Point labeling dataset excerpts:
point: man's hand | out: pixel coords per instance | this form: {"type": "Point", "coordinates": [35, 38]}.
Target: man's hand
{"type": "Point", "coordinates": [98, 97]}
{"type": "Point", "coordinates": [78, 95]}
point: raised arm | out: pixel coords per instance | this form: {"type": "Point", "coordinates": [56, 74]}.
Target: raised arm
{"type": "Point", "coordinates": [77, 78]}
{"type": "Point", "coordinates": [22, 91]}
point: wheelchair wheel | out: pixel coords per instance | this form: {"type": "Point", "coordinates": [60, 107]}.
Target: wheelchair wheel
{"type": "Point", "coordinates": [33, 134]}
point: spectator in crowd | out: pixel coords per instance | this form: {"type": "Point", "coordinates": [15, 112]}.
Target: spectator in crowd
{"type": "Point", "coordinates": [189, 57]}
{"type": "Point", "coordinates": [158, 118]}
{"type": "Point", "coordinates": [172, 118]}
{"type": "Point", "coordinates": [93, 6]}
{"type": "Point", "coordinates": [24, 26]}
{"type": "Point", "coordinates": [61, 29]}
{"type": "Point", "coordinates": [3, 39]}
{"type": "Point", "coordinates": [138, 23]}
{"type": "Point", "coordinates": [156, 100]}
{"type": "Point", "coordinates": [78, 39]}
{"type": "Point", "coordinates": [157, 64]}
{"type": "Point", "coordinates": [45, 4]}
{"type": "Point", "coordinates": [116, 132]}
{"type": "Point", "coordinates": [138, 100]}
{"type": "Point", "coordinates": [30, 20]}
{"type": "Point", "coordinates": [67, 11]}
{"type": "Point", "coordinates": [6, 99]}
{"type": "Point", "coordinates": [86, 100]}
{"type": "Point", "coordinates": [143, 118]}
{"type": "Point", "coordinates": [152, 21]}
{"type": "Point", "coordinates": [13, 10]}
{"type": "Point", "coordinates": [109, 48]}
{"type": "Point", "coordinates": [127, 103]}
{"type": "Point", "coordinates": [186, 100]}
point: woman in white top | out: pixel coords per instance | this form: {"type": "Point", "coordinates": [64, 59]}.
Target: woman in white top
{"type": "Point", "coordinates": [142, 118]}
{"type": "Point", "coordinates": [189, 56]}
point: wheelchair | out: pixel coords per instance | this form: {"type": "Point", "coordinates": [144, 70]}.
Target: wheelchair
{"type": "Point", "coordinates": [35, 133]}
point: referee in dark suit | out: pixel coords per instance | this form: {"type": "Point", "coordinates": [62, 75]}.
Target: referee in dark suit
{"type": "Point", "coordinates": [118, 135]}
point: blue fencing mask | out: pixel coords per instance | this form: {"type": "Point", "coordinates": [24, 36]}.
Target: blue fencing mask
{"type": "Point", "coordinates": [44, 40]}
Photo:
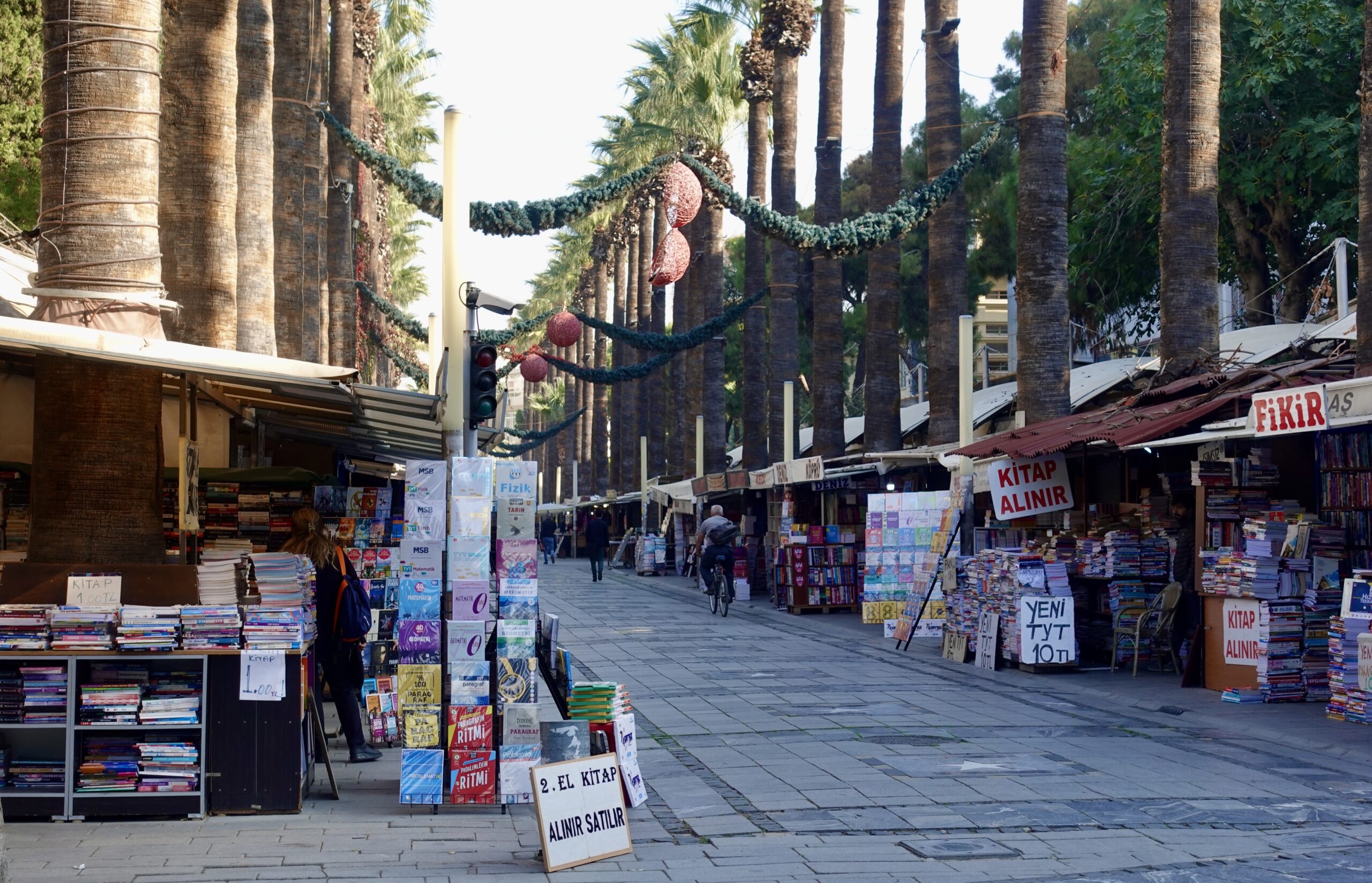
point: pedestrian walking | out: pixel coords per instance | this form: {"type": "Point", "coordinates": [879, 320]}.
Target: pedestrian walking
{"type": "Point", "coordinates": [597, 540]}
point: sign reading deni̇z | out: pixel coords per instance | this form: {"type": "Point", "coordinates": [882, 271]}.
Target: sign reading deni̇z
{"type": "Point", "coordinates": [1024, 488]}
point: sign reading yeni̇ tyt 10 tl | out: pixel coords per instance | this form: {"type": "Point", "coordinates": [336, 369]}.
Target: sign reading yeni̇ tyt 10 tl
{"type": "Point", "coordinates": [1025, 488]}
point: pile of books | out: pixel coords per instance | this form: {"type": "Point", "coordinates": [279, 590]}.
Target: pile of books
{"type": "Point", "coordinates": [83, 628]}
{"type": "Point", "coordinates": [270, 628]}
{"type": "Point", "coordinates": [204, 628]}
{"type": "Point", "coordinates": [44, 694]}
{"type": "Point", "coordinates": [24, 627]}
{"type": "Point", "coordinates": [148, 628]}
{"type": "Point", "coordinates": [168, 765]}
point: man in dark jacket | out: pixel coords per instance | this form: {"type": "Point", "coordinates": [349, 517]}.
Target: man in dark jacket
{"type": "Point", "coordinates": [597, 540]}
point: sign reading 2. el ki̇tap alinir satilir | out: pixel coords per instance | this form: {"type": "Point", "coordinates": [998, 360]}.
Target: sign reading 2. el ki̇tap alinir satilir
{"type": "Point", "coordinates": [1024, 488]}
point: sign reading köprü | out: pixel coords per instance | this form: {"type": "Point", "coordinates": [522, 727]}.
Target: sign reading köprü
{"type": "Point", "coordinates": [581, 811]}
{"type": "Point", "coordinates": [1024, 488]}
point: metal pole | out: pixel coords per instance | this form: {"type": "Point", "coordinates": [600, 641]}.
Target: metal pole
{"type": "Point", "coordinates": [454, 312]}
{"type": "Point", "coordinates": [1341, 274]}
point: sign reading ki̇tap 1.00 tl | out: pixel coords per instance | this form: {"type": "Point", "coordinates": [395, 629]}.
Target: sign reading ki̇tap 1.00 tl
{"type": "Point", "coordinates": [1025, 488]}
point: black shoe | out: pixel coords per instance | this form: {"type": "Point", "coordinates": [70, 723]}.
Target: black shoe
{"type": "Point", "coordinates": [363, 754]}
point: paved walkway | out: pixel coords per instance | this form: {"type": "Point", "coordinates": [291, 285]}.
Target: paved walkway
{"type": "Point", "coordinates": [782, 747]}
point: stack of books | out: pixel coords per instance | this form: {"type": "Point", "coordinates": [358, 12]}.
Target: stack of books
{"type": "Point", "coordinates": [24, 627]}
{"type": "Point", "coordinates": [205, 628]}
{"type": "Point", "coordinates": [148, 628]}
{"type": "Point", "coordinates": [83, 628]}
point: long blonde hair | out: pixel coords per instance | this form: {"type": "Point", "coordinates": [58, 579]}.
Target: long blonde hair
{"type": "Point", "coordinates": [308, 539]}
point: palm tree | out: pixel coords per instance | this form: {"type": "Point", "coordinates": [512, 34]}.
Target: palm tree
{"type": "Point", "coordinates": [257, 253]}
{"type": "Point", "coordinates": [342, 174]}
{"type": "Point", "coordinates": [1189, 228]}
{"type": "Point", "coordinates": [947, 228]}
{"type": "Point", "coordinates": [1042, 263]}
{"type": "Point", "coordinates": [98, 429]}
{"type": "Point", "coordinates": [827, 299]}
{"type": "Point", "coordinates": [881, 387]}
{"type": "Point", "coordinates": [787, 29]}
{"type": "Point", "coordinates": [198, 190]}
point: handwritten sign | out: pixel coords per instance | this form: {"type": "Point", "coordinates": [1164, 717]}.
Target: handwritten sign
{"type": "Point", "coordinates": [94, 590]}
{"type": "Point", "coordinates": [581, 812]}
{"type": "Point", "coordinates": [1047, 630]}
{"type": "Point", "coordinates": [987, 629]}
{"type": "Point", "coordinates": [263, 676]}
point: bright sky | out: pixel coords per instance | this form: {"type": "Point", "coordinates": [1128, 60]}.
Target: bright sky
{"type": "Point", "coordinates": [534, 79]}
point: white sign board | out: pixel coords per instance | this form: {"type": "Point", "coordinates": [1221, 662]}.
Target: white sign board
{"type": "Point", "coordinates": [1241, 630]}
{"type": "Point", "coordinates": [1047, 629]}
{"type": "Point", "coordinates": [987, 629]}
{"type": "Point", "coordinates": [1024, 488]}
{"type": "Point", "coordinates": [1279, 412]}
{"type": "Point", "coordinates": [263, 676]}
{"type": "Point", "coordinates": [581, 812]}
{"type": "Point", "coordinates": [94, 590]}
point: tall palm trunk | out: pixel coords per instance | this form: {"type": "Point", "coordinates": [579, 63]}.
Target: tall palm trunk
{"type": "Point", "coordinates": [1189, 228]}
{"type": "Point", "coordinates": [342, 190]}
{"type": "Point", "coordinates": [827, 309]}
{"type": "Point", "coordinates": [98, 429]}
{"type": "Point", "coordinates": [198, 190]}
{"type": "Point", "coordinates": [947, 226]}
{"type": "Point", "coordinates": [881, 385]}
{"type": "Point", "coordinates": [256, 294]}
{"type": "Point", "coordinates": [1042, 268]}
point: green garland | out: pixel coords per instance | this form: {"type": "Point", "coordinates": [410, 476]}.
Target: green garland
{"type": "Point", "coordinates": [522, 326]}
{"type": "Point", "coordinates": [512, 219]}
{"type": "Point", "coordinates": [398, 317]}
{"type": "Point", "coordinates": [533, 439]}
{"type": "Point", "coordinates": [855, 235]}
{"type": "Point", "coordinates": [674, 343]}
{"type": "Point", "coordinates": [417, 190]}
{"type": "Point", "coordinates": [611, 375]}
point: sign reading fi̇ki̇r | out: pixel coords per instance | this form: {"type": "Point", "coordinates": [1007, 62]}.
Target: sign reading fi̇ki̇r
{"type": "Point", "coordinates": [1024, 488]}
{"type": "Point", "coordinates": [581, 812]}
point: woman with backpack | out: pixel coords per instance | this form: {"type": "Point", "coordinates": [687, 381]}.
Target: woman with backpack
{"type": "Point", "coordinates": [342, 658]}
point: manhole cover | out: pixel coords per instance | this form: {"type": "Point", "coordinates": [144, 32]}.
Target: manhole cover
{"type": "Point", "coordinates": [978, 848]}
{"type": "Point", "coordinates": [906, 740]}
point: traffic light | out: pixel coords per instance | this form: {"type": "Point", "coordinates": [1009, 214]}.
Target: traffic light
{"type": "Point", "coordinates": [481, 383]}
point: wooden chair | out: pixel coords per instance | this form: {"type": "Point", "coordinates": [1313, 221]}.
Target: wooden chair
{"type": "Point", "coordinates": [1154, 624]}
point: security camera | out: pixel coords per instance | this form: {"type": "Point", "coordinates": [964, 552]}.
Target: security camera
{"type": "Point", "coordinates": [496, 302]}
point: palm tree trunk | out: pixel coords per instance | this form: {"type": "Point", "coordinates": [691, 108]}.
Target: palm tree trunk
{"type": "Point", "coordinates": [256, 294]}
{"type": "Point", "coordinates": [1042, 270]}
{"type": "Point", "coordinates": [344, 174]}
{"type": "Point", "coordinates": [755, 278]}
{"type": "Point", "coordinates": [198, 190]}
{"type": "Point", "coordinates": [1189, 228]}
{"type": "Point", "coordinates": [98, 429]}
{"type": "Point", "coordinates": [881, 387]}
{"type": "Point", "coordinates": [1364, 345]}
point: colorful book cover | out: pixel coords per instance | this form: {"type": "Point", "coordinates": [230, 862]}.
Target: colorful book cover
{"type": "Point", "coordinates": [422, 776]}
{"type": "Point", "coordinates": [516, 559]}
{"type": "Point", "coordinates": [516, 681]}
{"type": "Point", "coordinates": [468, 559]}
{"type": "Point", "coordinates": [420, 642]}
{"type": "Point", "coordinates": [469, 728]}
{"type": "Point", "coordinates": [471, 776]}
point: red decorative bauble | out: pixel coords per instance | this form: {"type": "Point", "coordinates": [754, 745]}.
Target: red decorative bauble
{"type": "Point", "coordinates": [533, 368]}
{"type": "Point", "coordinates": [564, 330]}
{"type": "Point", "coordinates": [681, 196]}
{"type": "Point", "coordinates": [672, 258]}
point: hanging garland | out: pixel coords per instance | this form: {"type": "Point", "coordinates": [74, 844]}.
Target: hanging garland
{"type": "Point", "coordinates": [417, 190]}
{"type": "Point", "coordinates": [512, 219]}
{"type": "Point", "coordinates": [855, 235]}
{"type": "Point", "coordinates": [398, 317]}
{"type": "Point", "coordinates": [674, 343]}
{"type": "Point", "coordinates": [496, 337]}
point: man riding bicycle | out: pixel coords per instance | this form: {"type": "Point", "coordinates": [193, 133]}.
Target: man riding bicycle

## Stated task
Exactly and only the lines from the one containing "point: red decorative" through the end of the material are to be reproduced, both ends included.

## Response to this exercise
point: red decorative bauble | out: pixel coords per instance | this form: {"type": "Point", "coordinates": [754, 745]}.
Target: red decorative bauble
{"type": "Point", "coordinates": [533, 368]}
{"type": "Point", "coordinates": [564, 330]}
{"type": "Point", "coordinates": [681, 196]}
{"type": "Point", "coordinates": [672, 258]}
point: hanging garland | out: pixel coords per instance | this form: {"type": "Point", "coordinates": [74, 844]}.
Target: hanging garland
{"type": "Point", "coordinates": [417, 190]}
{"type": "Point", "coordinates": [512, 219]}
{"type": "Point", "coordinates": [855, 235]}
{"type": "Point", "coordinates": [398, 317]}
{"type": "Point", "coordinates": [674, 343]}
{"type": "Point", "coordinates": [496, 337]}
point: man riding bicycle | out: pixel coords per instance | this form: {"type": "Point", "coordinates": [193, 133]}.
Target: man riding bicycle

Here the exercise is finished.